====== Material for the task
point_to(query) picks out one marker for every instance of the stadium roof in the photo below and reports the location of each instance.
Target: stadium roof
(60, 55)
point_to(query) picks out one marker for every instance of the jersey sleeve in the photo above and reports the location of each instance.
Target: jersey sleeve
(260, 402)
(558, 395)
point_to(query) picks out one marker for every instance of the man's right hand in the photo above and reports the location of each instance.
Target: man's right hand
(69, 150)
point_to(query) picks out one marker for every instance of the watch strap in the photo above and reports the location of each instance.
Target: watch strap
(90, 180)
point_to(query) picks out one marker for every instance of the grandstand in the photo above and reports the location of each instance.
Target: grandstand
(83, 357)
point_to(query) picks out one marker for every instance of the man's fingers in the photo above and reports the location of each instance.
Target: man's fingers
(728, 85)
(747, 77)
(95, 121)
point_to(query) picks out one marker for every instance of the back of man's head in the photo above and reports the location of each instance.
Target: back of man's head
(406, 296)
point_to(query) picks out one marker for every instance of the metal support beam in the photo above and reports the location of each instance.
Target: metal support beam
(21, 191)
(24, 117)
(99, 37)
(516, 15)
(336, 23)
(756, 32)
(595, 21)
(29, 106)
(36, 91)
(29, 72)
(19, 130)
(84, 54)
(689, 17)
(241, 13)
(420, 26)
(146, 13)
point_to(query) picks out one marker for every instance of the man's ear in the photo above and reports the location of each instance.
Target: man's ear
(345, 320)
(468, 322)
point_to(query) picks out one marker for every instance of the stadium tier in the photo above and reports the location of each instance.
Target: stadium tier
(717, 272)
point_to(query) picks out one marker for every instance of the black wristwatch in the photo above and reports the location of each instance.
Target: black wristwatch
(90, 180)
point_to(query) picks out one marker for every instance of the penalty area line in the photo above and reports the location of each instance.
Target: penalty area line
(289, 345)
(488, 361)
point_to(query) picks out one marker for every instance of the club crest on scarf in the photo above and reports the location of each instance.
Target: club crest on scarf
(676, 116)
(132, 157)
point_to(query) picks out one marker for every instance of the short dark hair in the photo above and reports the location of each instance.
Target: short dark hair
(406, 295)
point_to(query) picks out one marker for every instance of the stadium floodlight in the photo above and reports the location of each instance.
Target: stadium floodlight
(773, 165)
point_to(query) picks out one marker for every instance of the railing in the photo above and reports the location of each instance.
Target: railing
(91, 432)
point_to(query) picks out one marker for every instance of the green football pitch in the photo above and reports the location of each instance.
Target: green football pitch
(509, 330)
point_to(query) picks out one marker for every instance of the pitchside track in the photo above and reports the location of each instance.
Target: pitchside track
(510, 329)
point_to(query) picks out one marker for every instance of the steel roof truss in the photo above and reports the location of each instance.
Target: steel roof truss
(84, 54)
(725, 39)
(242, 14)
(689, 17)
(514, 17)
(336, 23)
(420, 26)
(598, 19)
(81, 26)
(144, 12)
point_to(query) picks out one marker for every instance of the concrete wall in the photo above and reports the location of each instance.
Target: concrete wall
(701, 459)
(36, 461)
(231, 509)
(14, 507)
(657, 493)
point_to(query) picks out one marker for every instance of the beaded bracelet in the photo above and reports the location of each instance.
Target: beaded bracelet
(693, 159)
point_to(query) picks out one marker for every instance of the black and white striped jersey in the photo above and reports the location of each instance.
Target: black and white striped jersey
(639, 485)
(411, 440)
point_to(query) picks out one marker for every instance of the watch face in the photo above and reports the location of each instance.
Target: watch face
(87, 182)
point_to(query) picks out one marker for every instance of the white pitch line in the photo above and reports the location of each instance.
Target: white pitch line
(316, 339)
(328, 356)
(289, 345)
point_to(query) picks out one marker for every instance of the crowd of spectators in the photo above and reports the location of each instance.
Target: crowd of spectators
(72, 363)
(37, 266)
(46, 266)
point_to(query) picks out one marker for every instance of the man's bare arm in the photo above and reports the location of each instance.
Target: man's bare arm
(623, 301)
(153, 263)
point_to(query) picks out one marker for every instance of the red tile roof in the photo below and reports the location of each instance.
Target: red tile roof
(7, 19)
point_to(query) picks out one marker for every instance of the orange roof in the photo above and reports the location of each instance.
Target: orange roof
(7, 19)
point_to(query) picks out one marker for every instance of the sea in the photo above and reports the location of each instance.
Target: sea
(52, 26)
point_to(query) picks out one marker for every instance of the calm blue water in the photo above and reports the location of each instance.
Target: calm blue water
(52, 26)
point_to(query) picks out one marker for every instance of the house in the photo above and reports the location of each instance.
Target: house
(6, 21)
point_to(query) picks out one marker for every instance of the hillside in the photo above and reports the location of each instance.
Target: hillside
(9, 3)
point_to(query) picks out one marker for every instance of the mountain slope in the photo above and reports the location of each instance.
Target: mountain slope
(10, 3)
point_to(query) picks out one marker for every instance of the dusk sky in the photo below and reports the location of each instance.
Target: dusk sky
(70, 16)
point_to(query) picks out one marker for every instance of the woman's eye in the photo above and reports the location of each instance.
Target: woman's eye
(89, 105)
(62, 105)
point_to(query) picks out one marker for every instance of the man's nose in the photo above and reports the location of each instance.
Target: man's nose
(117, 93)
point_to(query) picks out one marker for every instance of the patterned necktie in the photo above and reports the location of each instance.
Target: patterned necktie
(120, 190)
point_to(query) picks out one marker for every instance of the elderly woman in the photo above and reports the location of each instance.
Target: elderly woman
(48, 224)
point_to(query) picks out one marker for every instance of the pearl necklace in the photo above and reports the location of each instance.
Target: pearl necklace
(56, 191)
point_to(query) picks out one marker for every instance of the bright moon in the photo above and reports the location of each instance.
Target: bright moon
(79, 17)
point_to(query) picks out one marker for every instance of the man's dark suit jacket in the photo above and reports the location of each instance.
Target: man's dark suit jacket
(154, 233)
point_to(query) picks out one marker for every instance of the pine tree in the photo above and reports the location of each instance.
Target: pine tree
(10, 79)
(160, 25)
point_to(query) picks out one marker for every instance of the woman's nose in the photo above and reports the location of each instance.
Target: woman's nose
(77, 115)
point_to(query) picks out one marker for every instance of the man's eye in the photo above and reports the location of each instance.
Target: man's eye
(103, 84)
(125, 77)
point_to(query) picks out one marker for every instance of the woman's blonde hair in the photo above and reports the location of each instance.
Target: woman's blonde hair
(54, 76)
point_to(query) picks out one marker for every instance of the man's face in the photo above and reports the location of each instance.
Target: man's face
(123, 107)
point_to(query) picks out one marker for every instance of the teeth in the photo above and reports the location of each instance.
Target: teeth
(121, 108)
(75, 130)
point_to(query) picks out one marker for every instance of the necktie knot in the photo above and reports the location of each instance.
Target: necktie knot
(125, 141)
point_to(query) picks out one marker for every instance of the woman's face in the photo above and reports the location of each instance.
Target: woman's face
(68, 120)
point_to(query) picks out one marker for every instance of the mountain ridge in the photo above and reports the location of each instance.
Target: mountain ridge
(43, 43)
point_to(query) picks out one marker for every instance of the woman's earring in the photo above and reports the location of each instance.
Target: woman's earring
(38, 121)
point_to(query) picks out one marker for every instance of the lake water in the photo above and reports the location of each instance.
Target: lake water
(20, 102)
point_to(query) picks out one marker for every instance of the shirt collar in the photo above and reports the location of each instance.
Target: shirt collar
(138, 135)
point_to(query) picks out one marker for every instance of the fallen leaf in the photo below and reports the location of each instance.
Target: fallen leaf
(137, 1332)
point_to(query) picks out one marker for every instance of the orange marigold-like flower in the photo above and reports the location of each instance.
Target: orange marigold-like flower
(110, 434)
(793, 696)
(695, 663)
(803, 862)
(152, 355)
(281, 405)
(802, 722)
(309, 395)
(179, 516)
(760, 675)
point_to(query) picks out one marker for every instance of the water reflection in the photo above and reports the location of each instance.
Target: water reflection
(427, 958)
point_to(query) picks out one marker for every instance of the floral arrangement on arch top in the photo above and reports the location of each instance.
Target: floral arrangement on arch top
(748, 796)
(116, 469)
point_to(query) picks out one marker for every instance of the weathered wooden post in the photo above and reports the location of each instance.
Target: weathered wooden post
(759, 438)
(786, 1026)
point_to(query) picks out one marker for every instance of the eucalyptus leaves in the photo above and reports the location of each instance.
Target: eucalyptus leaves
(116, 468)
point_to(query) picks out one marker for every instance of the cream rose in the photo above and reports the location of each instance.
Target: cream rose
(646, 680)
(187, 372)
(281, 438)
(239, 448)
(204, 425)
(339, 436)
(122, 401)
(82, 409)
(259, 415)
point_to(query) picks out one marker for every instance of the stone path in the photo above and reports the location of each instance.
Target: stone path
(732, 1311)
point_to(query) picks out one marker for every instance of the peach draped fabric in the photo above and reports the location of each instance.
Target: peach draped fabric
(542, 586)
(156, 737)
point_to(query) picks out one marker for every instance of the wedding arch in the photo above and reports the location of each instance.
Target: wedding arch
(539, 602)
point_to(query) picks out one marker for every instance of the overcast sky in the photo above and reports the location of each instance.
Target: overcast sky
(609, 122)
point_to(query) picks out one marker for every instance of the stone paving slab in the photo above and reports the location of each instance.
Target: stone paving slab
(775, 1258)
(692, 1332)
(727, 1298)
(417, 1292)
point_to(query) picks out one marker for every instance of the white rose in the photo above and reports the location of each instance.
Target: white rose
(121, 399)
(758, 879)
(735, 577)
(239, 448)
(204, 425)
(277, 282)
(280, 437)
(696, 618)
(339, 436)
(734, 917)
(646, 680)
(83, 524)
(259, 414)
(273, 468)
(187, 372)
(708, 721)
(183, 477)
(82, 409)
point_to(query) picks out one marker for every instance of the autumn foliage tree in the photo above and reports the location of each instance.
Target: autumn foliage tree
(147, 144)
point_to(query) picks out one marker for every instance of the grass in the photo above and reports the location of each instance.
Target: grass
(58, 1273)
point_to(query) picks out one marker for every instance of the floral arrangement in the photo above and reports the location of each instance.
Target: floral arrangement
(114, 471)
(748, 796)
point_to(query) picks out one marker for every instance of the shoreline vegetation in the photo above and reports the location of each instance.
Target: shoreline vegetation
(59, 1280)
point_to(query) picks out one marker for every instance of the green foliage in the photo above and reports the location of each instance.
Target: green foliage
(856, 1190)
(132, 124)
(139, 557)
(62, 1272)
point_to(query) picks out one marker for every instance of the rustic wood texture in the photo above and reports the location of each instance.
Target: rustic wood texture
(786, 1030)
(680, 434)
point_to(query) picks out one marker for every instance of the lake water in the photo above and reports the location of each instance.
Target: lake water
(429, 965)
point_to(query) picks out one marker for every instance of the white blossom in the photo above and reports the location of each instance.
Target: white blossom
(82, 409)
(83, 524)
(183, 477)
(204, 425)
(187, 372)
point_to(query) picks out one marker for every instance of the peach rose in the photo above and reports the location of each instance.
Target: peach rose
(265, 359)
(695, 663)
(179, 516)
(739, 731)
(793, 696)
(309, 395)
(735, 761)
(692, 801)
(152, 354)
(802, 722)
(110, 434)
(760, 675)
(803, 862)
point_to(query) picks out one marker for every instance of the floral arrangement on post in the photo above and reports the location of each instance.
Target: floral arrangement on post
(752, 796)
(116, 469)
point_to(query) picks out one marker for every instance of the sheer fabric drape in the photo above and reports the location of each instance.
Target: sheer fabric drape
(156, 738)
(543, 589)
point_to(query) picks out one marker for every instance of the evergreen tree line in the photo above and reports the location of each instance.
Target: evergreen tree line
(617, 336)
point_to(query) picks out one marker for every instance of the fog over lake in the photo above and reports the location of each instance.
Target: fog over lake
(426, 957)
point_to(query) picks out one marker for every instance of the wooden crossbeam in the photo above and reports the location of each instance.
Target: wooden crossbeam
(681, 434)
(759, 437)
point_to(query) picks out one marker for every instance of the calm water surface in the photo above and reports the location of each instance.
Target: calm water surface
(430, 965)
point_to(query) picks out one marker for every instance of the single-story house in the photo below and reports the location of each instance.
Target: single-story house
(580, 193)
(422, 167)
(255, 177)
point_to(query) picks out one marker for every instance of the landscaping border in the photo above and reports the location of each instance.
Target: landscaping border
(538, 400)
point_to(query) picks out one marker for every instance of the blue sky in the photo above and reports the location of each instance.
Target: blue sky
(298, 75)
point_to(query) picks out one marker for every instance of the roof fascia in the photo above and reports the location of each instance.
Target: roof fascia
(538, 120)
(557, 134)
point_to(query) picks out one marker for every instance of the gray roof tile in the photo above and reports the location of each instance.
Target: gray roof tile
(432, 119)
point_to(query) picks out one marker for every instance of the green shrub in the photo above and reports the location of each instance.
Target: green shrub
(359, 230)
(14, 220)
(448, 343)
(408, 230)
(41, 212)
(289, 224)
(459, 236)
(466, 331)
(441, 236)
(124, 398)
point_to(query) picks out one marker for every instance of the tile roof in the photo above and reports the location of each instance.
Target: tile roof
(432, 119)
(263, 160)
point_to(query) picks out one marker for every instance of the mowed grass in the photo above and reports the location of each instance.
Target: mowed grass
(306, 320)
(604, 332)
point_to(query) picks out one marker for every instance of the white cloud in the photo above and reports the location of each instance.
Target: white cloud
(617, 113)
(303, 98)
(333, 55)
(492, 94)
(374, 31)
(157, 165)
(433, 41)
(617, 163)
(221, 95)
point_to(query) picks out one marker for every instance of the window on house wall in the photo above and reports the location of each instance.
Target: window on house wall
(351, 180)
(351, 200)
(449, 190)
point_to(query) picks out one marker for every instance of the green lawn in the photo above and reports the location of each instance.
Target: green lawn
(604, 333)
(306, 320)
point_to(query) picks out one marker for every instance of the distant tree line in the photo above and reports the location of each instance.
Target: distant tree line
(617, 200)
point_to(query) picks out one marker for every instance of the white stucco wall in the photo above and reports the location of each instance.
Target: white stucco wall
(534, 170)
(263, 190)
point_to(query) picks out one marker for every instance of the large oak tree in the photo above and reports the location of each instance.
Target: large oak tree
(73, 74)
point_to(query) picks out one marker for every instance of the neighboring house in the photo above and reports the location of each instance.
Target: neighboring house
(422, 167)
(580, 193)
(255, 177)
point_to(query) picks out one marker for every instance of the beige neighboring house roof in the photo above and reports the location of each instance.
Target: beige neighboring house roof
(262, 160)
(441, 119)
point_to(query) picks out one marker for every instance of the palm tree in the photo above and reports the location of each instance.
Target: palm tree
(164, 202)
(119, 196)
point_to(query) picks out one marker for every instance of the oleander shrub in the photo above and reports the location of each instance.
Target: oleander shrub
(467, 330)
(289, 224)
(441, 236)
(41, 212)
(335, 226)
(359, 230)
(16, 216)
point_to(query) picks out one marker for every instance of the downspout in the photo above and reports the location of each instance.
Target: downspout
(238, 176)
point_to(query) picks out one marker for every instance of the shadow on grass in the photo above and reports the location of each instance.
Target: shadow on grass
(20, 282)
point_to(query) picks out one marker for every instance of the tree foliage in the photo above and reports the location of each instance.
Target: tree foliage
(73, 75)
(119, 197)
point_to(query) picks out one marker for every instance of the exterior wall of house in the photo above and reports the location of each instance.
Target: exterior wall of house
============
* _Task objective_: Give a single number: the count of lines above that include the word "exterior".

* _Solution for this problem_: 2